Point localization data
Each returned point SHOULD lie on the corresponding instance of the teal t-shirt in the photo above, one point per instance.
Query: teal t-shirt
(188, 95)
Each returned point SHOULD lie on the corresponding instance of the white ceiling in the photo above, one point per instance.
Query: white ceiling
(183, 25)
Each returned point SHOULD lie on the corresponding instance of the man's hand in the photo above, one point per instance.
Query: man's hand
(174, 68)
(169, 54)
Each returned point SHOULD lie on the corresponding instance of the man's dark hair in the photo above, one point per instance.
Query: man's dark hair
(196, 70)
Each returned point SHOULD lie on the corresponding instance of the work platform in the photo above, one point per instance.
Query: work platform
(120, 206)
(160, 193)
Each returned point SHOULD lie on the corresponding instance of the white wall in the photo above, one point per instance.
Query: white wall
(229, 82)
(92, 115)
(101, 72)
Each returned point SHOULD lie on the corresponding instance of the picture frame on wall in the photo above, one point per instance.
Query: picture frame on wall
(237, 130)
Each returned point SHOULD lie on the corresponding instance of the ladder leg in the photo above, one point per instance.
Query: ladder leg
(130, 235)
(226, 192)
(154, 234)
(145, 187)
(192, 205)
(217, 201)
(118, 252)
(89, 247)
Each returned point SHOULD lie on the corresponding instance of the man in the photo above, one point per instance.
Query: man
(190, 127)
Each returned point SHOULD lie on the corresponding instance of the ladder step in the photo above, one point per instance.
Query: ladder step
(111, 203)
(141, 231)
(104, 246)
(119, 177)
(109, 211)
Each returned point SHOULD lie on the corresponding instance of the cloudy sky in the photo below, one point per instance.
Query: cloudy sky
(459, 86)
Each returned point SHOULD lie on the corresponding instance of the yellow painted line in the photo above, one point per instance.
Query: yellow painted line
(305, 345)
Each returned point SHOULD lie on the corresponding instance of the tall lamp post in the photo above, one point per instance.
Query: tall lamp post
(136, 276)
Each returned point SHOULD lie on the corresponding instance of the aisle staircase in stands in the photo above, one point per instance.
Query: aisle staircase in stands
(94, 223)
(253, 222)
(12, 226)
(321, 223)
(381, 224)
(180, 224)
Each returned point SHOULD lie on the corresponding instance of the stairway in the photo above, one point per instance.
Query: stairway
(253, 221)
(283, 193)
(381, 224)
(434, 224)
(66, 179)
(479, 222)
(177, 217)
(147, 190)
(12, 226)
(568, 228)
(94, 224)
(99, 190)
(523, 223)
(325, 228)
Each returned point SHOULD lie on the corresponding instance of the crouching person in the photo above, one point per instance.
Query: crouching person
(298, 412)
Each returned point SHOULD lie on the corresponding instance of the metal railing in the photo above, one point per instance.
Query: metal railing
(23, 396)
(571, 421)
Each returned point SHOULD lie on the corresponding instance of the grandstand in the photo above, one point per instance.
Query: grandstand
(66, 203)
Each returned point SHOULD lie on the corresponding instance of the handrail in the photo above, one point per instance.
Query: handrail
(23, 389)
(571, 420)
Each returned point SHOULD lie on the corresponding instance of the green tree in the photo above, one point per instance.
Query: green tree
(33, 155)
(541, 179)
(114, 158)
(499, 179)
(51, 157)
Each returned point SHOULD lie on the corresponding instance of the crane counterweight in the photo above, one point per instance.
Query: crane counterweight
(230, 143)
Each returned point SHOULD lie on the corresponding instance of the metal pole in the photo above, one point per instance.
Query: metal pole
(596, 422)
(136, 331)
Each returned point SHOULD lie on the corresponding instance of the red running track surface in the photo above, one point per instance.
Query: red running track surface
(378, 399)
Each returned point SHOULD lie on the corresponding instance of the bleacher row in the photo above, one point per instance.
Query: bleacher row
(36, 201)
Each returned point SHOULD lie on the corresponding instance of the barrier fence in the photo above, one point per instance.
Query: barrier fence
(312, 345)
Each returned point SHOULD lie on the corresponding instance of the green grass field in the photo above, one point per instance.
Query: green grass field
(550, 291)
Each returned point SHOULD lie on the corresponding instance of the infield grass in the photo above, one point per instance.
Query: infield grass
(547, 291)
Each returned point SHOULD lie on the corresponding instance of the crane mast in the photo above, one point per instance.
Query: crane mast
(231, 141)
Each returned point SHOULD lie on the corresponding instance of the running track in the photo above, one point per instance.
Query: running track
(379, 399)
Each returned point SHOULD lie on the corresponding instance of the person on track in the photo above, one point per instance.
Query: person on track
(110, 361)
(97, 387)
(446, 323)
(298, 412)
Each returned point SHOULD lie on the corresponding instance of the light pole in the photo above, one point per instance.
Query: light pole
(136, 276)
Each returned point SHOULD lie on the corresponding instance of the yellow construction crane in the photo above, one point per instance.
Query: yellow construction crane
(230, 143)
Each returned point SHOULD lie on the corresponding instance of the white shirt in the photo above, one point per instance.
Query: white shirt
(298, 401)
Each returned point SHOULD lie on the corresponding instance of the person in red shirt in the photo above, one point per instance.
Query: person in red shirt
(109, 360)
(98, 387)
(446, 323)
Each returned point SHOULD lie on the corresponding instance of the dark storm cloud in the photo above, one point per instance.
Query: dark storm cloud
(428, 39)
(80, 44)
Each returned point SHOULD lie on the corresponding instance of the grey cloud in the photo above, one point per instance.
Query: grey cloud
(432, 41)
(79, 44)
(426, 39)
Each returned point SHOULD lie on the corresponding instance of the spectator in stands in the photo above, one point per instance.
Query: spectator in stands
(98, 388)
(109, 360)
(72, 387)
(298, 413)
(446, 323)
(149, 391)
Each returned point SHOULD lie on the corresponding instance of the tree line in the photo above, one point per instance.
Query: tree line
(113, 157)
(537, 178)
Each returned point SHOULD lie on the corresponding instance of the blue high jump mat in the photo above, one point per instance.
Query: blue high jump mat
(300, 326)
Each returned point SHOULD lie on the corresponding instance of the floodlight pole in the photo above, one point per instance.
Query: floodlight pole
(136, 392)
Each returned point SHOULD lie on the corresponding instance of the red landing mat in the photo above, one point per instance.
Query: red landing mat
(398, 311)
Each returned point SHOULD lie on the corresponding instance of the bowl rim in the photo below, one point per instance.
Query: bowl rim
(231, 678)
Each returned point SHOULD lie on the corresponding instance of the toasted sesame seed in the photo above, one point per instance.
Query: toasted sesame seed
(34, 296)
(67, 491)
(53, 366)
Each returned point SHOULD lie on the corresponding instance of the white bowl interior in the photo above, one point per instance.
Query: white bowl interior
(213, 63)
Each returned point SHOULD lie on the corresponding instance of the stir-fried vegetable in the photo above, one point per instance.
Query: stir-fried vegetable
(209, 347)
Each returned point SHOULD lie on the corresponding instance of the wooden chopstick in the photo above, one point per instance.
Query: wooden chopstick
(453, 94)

WORK INSTRUCTION.
State the number of lines in the records above that contain the string "below", and give nothing else.

RESULT OF THE EXERCISE.
2